**TASK TO CARRY OUT:** Tally the lines in the records below that contain the string "scooter", with case counting: how many are there? Give only the number.

+++++

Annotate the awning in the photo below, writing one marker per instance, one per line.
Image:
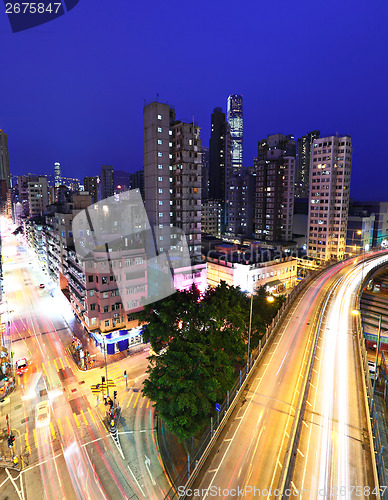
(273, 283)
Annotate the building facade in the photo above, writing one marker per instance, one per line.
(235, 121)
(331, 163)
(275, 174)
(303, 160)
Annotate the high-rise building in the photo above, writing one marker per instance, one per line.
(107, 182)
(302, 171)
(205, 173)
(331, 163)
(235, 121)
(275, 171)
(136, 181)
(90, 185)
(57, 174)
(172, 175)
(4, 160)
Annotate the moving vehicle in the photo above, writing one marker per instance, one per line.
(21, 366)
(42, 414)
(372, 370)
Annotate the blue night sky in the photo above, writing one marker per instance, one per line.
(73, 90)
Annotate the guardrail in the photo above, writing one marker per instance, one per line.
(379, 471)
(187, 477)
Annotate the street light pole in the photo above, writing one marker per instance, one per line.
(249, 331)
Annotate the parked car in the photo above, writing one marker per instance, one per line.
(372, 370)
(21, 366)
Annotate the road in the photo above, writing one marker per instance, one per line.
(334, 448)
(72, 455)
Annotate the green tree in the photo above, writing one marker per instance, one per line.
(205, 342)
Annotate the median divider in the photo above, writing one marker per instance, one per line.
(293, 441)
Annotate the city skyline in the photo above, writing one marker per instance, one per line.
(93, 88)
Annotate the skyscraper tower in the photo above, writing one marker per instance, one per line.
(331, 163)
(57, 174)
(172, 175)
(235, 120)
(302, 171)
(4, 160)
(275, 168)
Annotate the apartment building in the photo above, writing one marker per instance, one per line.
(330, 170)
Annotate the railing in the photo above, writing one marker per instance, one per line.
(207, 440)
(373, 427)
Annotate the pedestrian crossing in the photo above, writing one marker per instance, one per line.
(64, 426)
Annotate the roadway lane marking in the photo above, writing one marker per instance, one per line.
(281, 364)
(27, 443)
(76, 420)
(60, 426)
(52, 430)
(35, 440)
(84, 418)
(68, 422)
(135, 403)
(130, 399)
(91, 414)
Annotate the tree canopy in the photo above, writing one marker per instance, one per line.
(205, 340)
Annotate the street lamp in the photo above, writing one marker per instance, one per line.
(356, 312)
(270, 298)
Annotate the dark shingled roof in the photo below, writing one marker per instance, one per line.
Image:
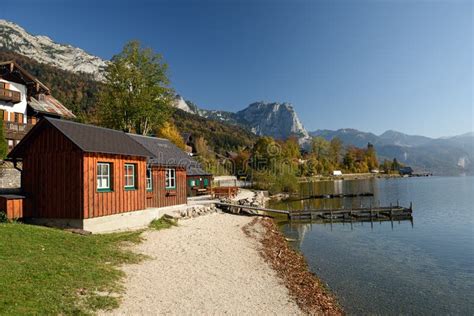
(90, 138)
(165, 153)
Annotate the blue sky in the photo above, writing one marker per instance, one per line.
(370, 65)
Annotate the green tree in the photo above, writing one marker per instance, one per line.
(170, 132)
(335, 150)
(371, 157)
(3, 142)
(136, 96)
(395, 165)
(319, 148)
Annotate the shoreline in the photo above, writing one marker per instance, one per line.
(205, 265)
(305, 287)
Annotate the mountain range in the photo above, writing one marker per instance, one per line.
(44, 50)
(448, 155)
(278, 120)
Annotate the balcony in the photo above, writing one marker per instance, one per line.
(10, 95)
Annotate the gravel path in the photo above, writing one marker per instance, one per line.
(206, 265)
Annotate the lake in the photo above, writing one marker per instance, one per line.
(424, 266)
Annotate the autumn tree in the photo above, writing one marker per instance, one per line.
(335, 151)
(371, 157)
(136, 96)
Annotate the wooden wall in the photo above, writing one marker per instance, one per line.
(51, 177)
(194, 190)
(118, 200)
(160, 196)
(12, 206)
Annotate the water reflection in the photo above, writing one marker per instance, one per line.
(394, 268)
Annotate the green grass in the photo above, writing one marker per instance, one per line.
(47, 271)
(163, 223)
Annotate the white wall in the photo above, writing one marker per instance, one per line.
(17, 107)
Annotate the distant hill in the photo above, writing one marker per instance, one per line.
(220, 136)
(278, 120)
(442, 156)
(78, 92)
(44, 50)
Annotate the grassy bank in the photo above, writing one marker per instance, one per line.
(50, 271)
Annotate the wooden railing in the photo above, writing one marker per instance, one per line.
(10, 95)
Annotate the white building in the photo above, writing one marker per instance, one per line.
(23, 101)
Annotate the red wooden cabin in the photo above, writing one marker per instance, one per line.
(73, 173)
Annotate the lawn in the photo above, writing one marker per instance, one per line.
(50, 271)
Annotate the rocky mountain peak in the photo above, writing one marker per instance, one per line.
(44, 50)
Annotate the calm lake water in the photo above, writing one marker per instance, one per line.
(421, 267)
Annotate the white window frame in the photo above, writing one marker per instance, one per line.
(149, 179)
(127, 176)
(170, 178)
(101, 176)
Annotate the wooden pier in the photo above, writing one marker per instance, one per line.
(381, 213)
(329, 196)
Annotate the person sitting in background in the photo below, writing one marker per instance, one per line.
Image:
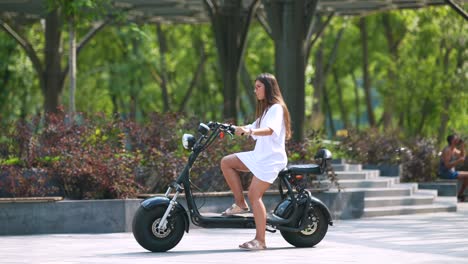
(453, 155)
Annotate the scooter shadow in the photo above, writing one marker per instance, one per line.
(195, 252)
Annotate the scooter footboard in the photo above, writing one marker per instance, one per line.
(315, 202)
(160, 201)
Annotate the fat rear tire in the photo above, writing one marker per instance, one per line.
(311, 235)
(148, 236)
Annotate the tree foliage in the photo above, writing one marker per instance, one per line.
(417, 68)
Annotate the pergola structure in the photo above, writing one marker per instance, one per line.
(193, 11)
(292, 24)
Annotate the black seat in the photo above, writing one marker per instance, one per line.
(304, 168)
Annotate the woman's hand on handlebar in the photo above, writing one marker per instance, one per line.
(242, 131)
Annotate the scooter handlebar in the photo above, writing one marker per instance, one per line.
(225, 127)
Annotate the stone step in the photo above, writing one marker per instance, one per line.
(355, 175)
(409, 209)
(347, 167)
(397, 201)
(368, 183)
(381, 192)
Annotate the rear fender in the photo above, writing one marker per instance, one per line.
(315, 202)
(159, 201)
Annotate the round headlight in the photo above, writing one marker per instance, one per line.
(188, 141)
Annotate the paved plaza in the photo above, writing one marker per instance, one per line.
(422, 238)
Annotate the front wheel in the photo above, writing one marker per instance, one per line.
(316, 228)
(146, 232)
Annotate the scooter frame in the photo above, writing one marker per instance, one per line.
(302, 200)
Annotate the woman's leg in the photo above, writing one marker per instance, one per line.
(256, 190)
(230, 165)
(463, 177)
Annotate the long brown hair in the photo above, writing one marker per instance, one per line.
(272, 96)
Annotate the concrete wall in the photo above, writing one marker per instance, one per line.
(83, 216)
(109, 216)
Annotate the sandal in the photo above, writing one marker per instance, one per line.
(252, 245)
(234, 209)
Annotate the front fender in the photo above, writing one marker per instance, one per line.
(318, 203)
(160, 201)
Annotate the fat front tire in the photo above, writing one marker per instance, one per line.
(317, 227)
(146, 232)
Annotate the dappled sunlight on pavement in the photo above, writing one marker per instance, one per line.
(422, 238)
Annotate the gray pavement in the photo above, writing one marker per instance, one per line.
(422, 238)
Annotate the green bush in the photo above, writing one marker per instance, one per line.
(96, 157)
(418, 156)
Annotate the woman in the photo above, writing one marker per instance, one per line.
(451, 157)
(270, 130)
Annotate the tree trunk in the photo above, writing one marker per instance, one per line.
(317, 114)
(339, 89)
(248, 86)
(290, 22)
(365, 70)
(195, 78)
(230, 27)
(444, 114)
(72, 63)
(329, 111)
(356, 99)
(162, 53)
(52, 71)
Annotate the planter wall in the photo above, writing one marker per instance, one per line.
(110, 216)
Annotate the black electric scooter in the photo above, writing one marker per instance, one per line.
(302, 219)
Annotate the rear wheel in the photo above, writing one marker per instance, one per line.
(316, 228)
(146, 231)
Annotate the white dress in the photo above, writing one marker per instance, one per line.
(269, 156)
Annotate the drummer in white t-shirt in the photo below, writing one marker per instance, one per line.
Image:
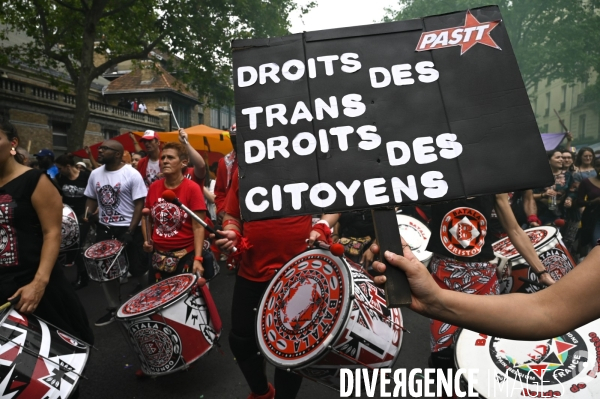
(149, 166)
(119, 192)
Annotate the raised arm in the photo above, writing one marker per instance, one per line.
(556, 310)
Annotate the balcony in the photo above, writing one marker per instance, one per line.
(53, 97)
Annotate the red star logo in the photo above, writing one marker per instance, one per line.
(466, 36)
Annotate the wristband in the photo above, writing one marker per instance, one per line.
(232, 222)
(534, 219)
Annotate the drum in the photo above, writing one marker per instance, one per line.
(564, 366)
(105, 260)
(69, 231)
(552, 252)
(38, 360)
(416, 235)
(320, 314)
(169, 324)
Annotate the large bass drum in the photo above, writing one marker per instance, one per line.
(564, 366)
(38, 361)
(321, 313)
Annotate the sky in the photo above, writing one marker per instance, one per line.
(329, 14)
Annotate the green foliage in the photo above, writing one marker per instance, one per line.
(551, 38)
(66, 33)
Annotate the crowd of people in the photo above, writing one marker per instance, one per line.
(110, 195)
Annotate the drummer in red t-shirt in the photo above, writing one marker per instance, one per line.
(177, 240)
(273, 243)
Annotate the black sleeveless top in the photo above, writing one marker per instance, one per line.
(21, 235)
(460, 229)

+++++

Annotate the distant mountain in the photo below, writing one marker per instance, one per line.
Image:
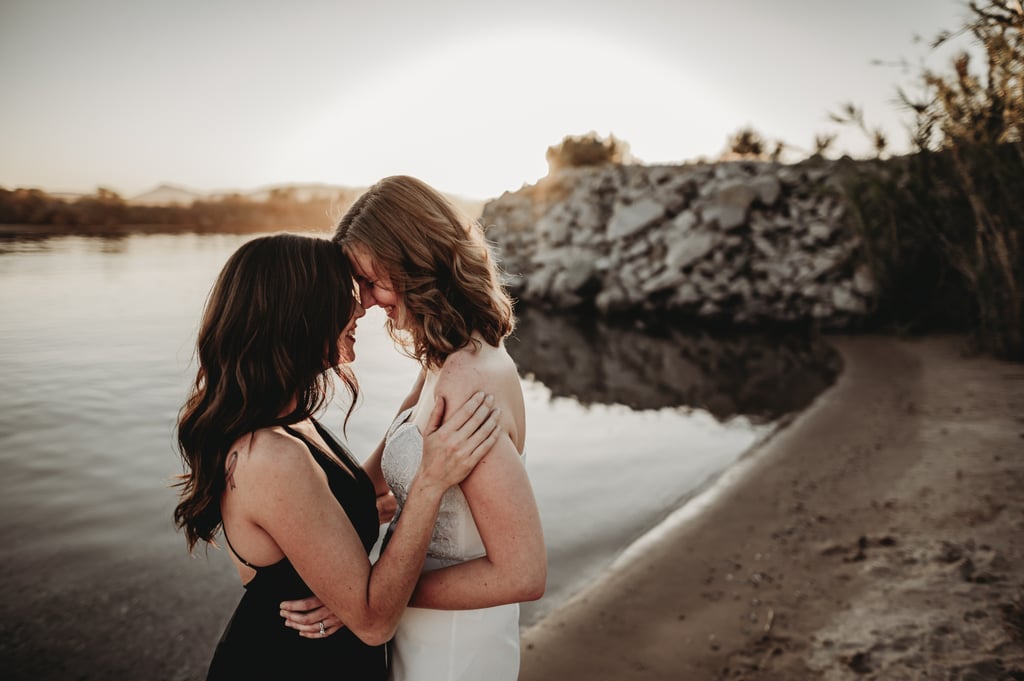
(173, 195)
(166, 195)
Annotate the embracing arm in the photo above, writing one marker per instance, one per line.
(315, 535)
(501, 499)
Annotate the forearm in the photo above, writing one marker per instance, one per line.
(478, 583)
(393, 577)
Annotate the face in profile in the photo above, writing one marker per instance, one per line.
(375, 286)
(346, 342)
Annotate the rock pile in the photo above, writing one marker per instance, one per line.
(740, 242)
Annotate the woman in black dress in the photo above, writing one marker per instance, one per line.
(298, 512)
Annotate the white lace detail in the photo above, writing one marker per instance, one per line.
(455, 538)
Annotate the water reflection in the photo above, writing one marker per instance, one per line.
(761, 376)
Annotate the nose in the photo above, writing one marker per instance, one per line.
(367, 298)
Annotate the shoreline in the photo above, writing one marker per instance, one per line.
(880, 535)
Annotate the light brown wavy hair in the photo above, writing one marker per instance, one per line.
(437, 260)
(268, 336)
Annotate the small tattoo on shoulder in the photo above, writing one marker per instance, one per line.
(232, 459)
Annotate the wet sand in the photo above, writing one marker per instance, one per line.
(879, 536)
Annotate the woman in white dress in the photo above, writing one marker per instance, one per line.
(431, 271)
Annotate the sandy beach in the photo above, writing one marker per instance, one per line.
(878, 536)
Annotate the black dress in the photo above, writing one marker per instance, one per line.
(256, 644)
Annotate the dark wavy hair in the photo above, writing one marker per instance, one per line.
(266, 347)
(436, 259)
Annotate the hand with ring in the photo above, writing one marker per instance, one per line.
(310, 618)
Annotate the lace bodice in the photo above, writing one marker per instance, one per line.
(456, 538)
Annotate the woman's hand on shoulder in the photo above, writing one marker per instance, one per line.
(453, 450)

+++++

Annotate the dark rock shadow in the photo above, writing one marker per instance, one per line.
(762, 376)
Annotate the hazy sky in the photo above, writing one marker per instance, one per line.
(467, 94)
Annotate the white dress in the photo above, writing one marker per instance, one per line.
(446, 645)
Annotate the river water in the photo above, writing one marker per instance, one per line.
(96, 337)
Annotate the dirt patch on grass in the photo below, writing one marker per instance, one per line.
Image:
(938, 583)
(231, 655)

+++++

**EXPECTED ANSWER:** 5